Whatever happened to Gareth in the dream, not to mention the weeks and months previous, whittled away at his resolve.  As much as he makes the effort to fight his old demons, he soon finds himself returning to his old ways shortly after returning home.  Back on the horse, his days are coloured golden-brown.  He tries his best to keep up with his art, but whenever Goom and Morgan come around, his skittish behaviour, sickly appearance, and odd ticks scream that something is wrong.  Morgan eventually gets it out of him, that he’s using again, and offers her support although doesn’t necessarily do anything to drive him to get clean.

AVAILABLE DATA ▸

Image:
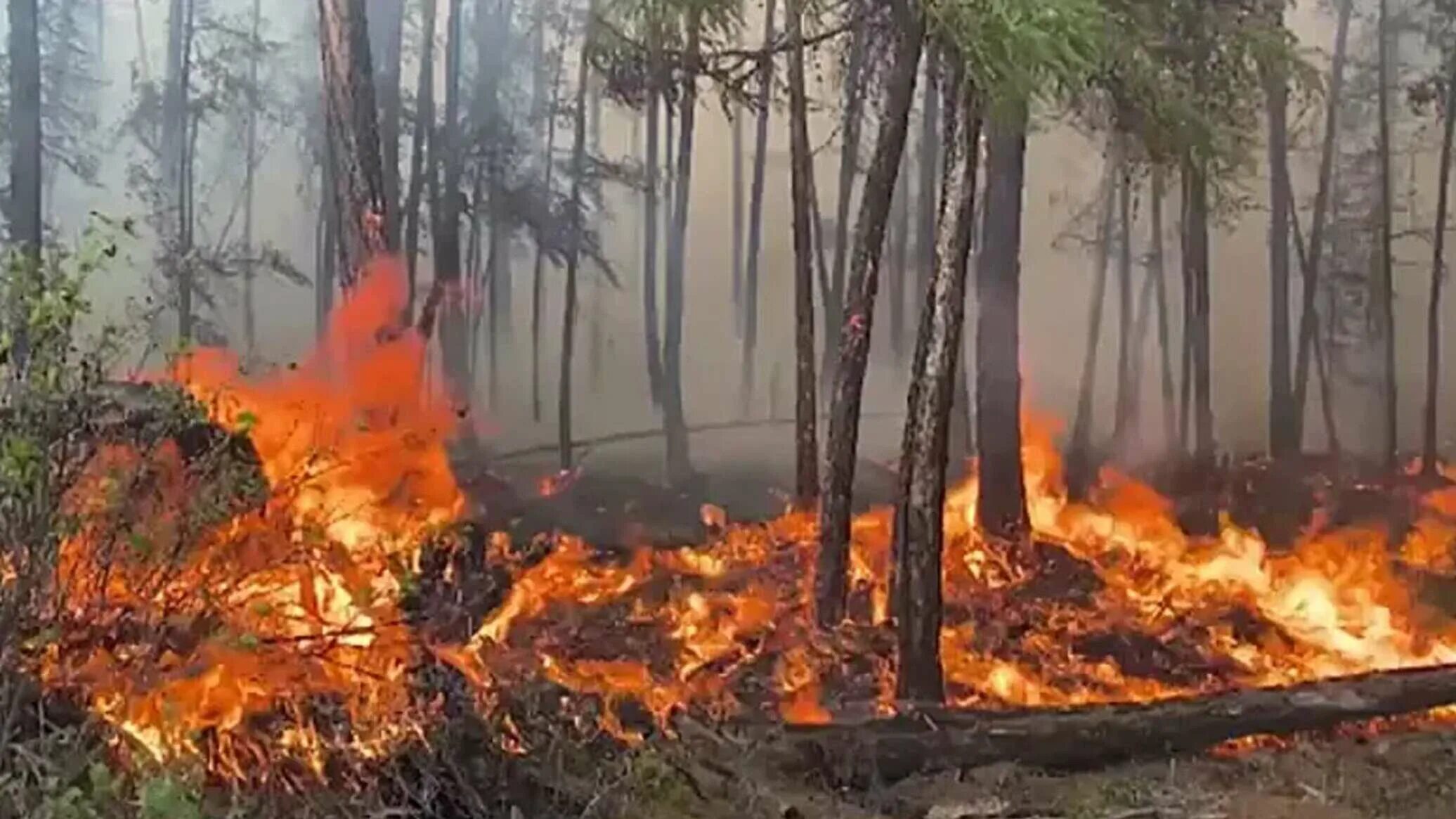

WHAT THIS EXERCISE ASKS ▸
**A.** In the passage about Gareth, render this sentence in Spanish: "He tries his best to keep up with his art, but whenever Goom and Morgan come around, his skittish behaviour, sickly appearance, and odd ticks scream that something is wrong."
**B.** According to the passage about Gareth, what does Morgan offer him once she learns he is using again?
**C.** Go on with the passage about Gareth from its final sentence, writing a few more sentences in the same present-tense summary style.

YOUR WRITTEN ANSWERS ▸
**A.** Hace todo lo posible por seguir con su arte, pero cada vez que Goom y Morgan pasan a verlo, su comportamiento asustadizo, su aspecto enfermizo y sus extraños tics dejan claro a gritos que algo va mal.

**B.** Her support.

**C.**
Three weeks following the incident, Gareth finds himself stumbling out of his new favoured opium den.  Although it is night, he can’t help but notice a figure writhing on the ground in an alley nearby.  The man isn’t just familiar, he is Gareth.  Or, rather, Gareth’s doppelgänger.  He’s OD’d on something, a needle only partially emptied still stuck in his arm.  Gareth curses, removing the needle and the tourniquet, and tries to get his double to come around, but the older man is in some other place.  Not knowing what else to do, Gareth calls 911 and waits in the shadows until the paramedics arrive and take his double away.  The next day when news breaks that famed artist Gareth Davies has been admitted into hospital on a suspected drug overdose and is now in a coma, the rest of the support group flood Gareth’s phone with messages.  He lets them all know he is fine.  He tries to make contact with his double in dreams, but the other’s head is a blur—there is no one home.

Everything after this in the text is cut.